START Provided material
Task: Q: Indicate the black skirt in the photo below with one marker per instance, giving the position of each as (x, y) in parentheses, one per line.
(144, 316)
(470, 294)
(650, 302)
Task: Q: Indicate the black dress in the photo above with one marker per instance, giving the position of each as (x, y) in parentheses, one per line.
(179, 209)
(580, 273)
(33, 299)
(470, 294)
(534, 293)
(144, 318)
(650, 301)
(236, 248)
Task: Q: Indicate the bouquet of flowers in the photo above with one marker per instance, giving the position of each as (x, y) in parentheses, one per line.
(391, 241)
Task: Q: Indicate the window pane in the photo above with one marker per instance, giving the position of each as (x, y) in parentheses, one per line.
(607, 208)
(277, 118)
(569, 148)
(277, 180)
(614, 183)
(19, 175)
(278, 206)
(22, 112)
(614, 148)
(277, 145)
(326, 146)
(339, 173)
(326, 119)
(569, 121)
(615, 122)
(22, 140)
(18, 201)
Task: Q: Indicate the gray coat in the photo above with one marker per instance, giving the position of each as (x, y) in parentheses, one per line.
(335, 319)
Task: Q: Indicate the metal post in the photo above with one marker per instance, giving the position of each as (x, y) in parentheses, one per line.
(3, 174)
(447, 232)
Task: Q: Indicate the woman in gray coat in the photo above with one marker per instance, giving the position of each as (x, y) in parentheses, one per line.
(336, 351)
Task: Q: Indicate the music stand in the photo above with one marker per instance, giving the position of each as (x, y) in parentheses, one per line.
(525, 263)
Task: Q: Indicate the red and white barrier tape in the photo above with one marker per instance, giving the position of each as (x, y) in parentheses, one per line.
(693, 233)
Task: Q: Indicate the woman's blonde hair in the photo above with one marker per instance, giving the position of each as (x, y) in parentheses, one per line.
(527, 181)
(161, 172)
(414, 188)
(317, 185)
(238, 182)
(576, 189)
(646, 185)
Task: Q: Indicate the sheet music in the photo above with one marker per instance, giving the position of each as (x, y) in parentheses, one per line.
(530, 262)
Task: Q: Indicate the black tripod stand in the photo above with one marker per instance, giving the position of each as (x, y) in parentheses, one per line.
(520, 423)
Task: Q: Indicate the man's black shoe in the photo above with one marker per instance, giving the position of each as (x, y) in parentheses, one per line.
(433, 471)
END Provided material
However many lines the data holds, return each one exactly.

* [Solution for this exercise]
Task: Q: Indicate the black skirt in the photo below with one marker per instance, giving the position of each as (x, y) in parentheses, one per line.
(144, 316)
(470, 294)
(650, 302)
Task: Q: Indicate the black dress in the photo above with one marker per instance, giving the position of each as (x, y) in parentheses, one per line.
(179, 209)
(580, 273)
(33, 299)
(470, 294)
(534, 293)
(144, 318)
(650, 301)
(236, 248)
Task: Q: Indicate the bouquet of flowers in the photo above with one marker per instance, giving the position of each as (x, y) in parentheses, one per line.
(391, 241)
Task: Q: Indicate the window pane in the photo above with one marker per instance, giving the position of each as (x, y) in parentheses, one per line.
(607, 208)
(277, 118)
(569, 148)
(277, 180)
(614, 183)
(19, 175)
(278, 206)
(22, 112)
(614, 148)
(277, 145)
(326, 146)
(339, 173)
(326, 119)
(569, 121)
(615, 122)
(22, 140)
(18, 201)
Task: Q: Indicate the gray coat in the photo above with one marker per instance, giving the position of each as (x, y) in parentheses, one per line.
(335, 319)
Task: Q: Indicate the metal post in the photo above with one marker per instance, giving the position of each as (x, y) in parentheses, one per line.
(3, 174)
(447, 232)
Task: Q: Indicate the woman in gray coat in the photo above with one marker per instance, giving the position of each as (x, y) in parentheses, one per line.
(336, 351)
Task: Q: Indicate the music stand in the photo above with one marker per instance, giving the position of each as (x, y) in parentheses, one per line.
(525, 263)
Task: Q: Indicate the red and white barrier tape in the photo above with one marker per instance, giving the position of each as (x, y) in parentheses, one per line.
(693, 233)
Task: Q: Indicate the woman's blonde hair in the photo above with one marker per instance, giving the position of each as (x, y) in parentheses, one per line.
(527, 181)
(161, 172)
(414, 188)
(317, 185)
(238, 182)
(576, 189)
(646, 185)
Task: Q: Indicate the sheet music in the photo above with one marker per instance, giving the position of each as (x, y) in parentheses, one per line.
(530, 262)
Task: Q: Indicate the black tripod stand in the photo above with one marker per instance, giving the position of each as (x, y) in parentheses, one per line.
(520, 423)
Task: Q: Indicate the man's black shoe in the photo above with one marker per instance, giving the position of each as (x, y) in parentheses, one per line.
(433, 471)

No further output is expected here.